EXCERPTED PASSAGE:
**********
Bee-z-y does it

I had actually got the hoover out and ready to use, when Al came through asking for help.  There was a swarm of bees at the bottom of the garden.  It was from one of his three hives and they hadn’t gone far, just a few yards to the nearest tree.  Dilly was out in Norwich with her mother and sister, shopping.  I know that a swarm of bees is normally a gentle beast, so I was quick to volunteer to help and went next door to dress in Dilly’s beekeeper suit and my wellies.  Al couldn’t find his camera, nor could I mine, so I’ve captured the whole thing on the phone.  Not a picture of me in the suit though, I’m afraid.

Pictures aren’t going too well on Blogger at present, for a brief while one could arrange them nicely side by side, but now they seem to go in a line downwards again, so this may be a long post in every sense except the wooden one.  The long video is taking an age to load.

This is the swarm.  The text book way of securing them would be to tap them in one lot into a basket, or else cut off the branch and drop them that way.  However, they were clustered round in the crook of two branches of an elder, and it was not possible.  Al decided, instead, to brush as many as possible into the basket, trying to include the queen who would be in the centre, drop them on the sheet and they should then walk upwards and find the hive.

I was too interested in what he was doing to film it very well, but I got most of it – it seems that Blogger can’t cope with 50 seconds of video however, and it won’t load.  I’ll try editing it into bits tomorrow.  A swarm of bees is not dangerous unless they think you are threatening the queen.  As you see, they are completely docile here.  They were bewildered but not angry.  I had my suit on, but my right hand uncovered to use the phone camera (and Facebook, because I was excitedly live-FB-ing it) and no bee settled on me or tried to sting.  Even though Al was brushing right into the heart of the cluster, the hum of bees never became an angry buzz.

Their instinct is to walk uphill, so they started moving into the hive at once.  However, they would be looking for the queen.  If they didn’t find her, they would come out again, as you can hear Al explain to me.  Sadly, that droning voice saying “They’re going in”…”Right” is me.

Al was the first to spot her, she still has her blue paint on – you mark your queen so that she’s easy to find, but the workers try to clean the paint off so it usually doesn’t last long.  I’ve zoomed in, you can just get a vague blue blur near the centre of the picture if you peer closely, though I thought I’d got her better than that.  Al chivvied her over towards the entrance, but she managed to get under the hive.  Luckily, she came out again a minute later and we both saw her walk in.  I was too interested in looking at her to remember to take a picture of the moment, I’m afraid.
**********
TASK REQUIREMENTS:
(a) Return the part of the bee swarm post starting at "This is the" and ending at "find the hive.".
(b) List every way of securing the swarm that the bee swarm post describes, both the text-book ways and the one Al chose.
(c) Extend the bee swarm post, beginning after its final sentence.

EXTRACTED INFORMATION:
**********
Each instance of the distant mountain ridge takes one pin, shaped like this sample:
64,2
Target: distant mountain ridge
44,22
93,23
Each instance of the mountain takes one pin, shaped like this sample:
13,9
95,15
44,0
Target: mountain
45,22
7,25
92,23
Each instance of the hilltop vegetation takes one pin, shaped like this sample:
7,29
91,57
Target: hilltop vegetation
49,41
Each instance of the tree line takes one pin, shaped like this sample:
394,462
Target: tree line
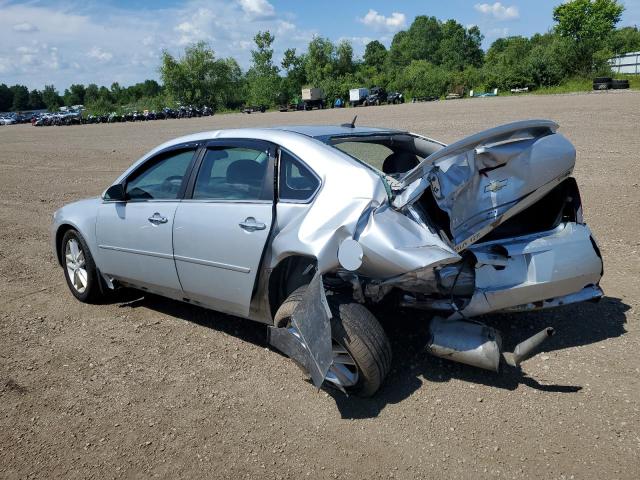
430,58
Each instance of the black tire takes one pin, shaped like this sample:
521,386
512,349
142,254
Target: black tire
601,86
620,84
358,331
92,292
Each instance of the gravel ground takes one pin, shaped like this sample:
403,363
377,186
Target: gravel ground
149,387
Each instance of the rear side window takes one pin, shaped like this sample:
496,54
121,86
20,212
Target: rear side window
297,182
233,173
161,177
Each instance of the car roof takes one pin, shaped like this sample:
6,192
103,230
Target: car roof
322,132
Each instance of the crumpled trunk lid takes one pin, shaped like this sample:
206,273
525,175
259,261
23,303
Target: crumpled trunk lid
486,178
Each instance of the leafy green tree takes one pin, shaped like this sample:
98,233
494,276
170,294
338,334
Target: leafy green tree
74,95
375,55
589,23
506,64
6,98
420,42
625,40
20,98
197,78
35,100
51,98
295,77
344,58
320,60
262,77
116,93
104,94
91,93
422,78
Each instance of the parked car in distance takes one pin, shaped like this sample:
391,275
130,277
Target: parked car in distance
357,96
395,97
303,228
312,98
377,96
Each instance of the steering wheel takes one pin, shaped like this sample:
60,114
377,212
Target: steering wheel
171,184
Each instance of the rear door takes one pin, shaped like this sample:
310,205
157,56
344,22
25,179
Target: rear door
135,243
485,179
221,228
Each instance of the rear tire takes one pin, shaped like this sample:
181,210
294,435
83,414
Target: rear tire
354,328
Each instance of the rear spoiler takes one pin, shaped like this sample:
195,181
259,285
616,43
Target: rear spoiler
514,131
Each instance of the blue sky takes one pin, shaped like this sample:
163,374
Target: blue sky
69,41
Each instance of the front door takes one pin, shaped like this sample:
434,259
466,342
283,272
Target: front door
219,233
135,243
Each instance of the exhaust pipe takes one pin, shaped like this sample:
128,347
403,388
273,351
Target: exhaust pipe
466,342
528,348
479,345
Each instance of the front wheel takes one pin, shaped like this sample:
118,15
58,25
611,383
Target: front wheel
361,349
79,267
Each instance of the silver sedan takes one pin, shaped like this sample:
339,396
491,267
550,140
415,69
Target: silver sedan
304,228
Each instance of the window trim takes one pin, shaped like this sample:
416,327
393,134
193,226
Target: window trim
312,196
149,162
253,144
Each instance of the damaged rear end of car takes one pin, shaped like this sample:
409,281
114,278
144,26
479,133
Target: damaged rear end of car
492,223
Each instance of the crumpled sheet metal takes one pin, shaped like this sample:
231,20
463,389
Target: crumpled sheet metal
477,187
395,244
308,339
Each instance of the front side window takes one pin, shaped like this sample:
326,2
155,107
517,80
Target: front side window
297,182
233,173
162,179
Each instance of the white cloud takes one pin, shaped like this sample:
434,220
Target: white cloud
498,10
25,27
393,22
498,33
257,8
103,44
99,54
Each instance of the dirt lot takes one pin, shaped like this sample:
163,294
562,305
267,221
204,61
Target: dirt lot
149,387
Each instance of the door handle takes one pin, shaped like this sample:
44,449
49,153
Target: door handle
251,225
157,219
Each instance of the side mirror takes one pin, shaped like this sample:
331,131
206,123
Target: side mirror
115,193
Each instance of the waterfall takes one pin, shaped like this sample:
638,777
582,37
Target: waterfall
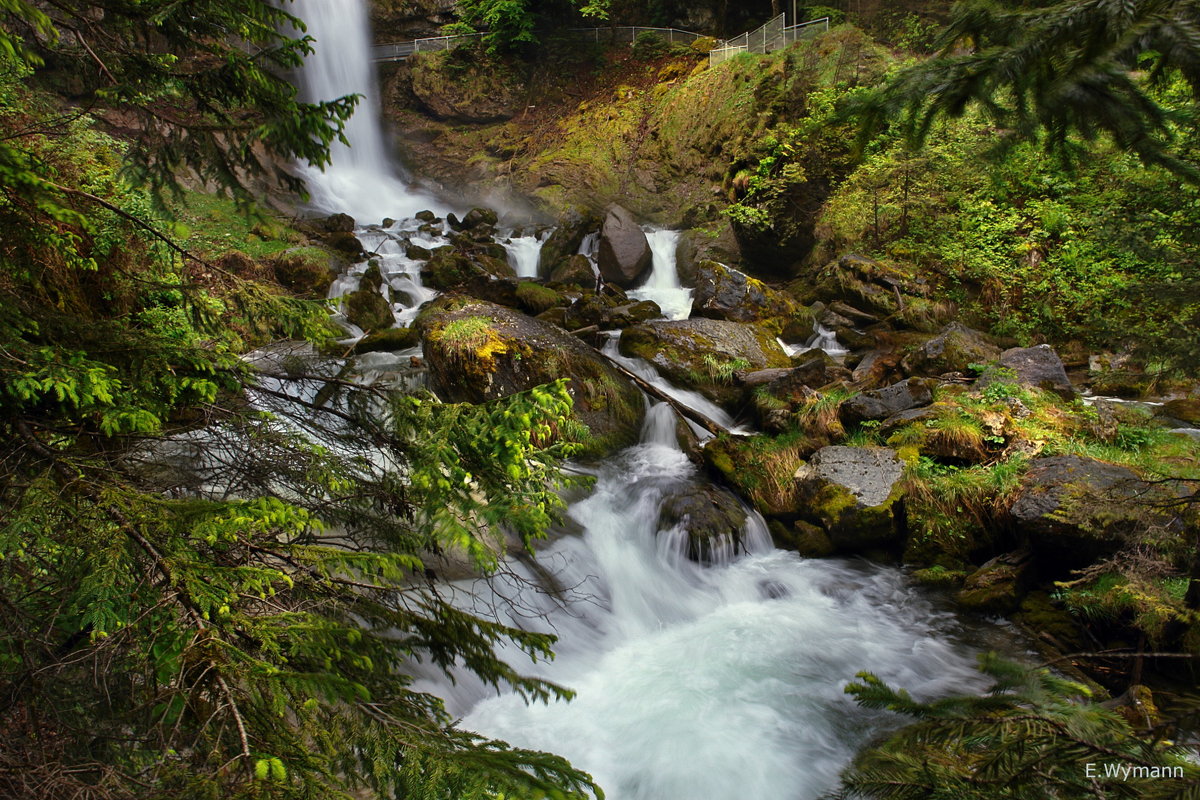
361,179
523,252
663,286
718,683
822,340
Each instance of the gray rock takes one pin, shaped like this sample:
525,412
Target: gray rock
1036,366
624,256
954,349
574,269
724,293
1077,510
883,403
478,352
851,492
564,241
712,518
691,352
477,217
337,223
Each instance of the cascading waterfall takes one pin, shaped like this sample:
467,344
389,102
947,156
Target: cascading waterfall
663,284
361,179
822,340
694,683
523,252
717,683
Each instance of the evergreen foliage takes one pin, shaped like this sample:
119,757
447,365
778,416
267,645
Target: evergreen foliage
1032,735
1075,67
211,569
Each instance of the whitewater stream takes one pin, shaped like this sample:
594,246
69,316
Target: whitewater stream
721,681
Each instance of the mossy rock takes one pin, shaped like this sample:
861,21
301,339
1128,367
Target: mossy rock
724,293
463,85
534,298
478,352
712,519
997,587
702,354
852,493
804,537
575,270
395,338
957,348
369,310
305,271
564,242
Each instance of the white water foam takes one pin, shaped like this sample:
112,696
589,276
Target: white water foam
695,683
663,286
361,179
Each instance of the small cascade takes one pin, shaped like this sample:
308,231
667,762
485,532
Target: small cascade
361,179
822,340
688,397
401,275
523,252
663,284
701,683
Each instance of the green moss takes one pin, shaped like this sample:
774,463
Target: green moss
537,299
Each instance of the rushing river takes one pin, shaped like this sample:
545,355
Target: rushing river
694,683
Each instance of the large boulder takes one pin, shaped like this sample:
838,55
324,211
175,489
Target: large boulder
703,354
724,293
883,403
565,240
955,348
574,270
369,310
997,587
712,519
852,493
1036,366
1075,510
624,256
478,352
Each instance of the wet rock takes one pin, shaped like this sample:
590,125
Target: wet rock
724,293
703,354
565,240
954,349
478,352
389,341
477,217
804,537
348,244
575,270
337,223
1075,511
997,587
712,518
369,310
851,493
449,269
624,256
303,274
696,246
883,403
1036,366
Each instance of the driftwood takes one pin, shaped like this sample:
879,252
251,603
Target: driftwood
654,391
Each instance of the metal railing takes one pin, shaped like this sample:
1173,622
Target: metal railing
622,34
401,50
775,35
619,34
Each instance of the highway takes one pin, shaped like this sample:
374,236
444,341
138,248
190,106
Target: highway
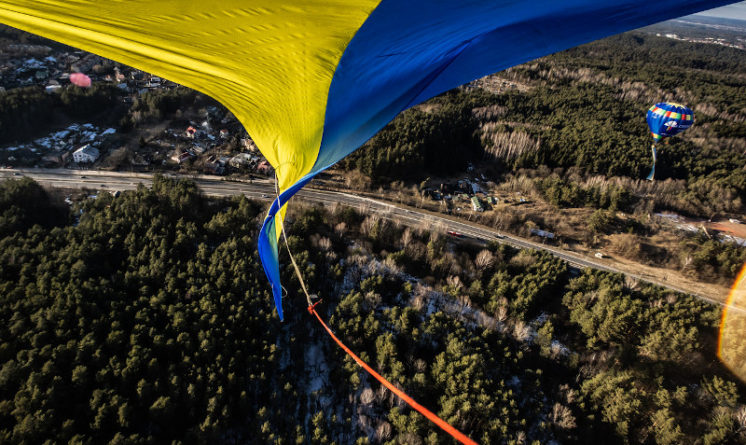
264,190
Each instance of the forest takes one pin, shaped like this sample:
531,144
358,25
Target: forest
581,112
146,318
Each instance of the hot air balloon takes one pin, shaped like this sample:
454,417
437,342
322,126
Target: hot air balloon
312,80
667,119
80,80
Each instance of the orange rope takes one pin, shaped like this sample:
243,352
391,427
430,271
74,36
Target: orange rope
458,435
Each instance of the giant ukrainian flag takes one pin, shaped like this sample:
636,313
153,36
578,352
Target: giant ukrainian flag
312,80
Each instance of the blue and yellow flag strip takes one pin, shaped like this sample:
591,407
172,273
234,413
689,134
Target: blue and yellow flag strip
312,80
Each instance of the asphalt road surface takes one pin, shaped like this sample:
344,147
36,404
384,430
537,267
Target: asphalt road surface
265,189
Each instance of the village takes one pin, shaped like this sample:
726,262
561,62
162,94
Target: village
207,140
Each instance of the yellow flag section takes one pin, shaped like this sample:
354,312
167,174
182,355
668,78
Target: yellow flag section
270,62
732,344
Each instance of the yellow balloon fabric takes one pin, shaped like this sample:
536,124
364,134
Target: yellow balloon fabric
269,62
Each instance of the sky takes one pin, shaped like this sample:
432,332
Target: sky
735,11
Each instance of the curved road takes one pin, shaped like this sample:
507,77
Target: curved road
264,189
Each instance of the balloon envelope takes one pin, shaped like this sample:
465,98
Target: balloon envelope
80,80
668,119
312,80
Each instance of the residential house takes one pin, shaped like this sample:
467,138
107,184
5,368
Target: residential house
85,154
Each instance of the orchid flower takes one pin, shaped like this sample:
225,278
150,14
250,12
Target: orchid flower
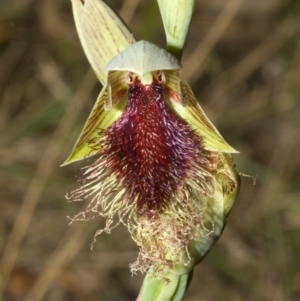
159,164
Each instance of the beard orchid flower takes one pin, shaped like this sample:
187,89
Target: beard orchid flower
159,165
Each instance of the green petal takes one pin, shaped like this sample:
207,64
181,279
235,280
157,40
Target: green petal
184,103
101,32
99,118
176,15
143,57
215,212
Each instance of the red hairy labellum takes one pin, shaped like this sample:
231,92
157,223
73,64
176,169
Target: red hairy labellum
151,152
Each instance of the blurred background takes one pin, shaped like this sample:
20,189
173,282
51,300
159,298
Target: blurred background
242,59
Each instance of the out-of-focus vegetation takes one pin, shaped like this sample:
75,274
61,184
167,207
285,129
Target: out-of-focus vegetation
243,61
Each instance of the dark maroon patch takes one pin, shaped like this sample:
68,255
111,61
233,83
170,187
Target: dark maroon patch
150,149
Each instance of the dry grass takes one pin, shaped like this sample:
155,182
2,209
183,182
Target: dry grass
243,62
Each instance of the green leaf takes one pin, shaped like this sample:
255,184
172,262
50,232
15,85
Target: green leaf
176,15
101,32
171,288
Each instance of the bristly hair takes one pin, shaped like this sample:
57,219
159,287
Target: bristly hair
149,163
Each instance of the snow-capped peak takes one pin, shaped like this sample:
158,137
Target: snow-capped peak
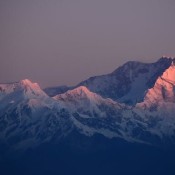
163,90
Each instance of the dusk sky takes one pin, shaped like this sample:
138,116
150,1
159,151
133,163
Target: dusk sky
57,42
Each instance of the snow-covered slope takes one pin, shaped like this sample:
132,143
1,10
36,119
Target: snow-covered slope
128,83
29,117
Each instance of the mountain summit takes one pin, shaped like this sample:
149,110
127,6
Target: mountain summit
135,103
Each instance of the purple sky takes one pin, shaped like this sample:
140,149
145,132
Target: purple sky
56,42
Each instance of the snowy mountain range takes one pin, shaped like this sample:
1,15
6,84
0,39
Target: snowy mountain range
135,103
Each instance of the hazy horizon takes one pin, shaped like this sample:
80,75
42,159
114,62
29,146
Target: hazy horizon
66,41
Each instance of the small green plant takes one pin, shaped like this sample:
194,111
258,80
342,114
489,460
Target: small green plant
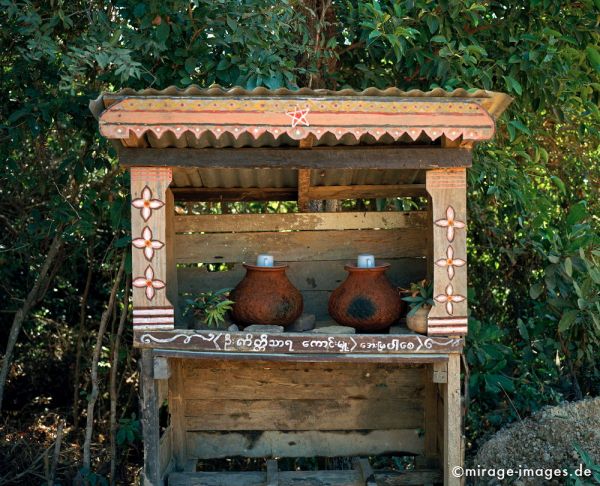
**********
WRITTEN RESPONSES:
(a)
This is the swarm.  The text book way of securing them would be to tap them in one lot into a basket, or else cut off the branch and drop them that way.  However, they were clustered round in the crook of two branches of an elder, and it was not possible.  Al decided, instead, to brush as many as possible into the basket, trying to include the queen who would be in the centre, drop them on the sheet and they should then walk upwards and find the hive.

(b)
- Tapping them in one lot into a basket
- Cutting off the branch and dropping them that way
- Brushing as many as possible into the basket, trying to include the queen, then dropping them on the sheet

(c)
And here are pictures of the rest of the bees following her, apart from those still on the tree.  On my way back to the house, I took a picture of the hive that the swarm came from.  The queen, before leaving, will have left plenty of eggs.  Some of those would hatch out into queens.  Al will go through the hive, destroying most of the queen cells – which are easily recognised, being much bigger than ordinary egg cells – because if more than one hatches at the same time, there will be another swarm.  If one queen hatches first, she will destroy the other queen larvae herself.  A newly hatched larvae becomes a queen by being fed royal jelly by the workers, as you probably know.

Twenty minutes later, we heard a loud droning noise (not me, that time) and Al was concerned that the queen had rejected the hive and left again.  He hurried down the garden to look.  But it was all right.  The signal had gone out that the queen was in residence, and the rest of the bees from the tree and in the air were all going to their new home, all in one loud mass.  Within a few minutes, they were tranquilly out foraging again.  This evening, we moved the hive to its new situation by the rest of the hives.  It was a slightly awkward job as we were wading through nettles on uneven ground, but it went without problems.

I’ve offered to be apprentice Second Beekeeper for the rest of this year.  Dilly is rather too pregnant to want to put on the suit and it would be upsetting for her to be stung, now or with a new baby to care for. I’m not afraid of things buzzing around, won’t panic if I’m stung and do what I’m told quite nicely.  And the bees are fascinating.  I can see myself becoming as interested as Al, if I don’t watch out.